EXCERPTED PASSAGE
━━━━━━

The Lioré et Olivier LeO H.242 was a French-manufactured flying boat that was used for European passenger air services in the 1930s. Several were operated by Air France.

One LeO H.242 features at the end of Hergé's The Adventures of Tintin comic King Ottokar's Sceptre.

Variants
H-24.01
First prototype. Powered by two 373 kW (500 hp) Renault 12Jb engines. One built.
H-241
The initial four-engined long-range heavy-weight variant of the H-24. The hull was almost exclusively made of anodised Duralumin, for corrosion resistance. Although construction began before the H.242, the sole H.241 was completed later, but did not enter production.
H-242
Initial production. Powered by four Gnome-Rhône 7Kd Titan Major radial engines. Two were built for Air France and delivered in December 1933 and February 1934. They could carry ten passengers.

━━━━━━

STORED DATA
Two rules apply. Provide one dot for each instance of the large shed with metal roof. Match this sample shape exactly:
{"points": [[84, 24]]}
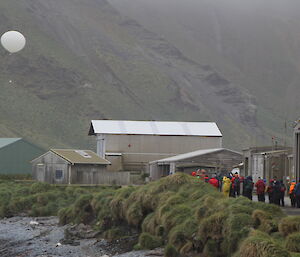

━━━━━━

STATED TASK
In the passage above on the LeO H.242 flying boat, which engines powered the H-242 production variant?

FINISHED ANSWER
Four Gnome-Rhône 7Kd Titan Major radial engines.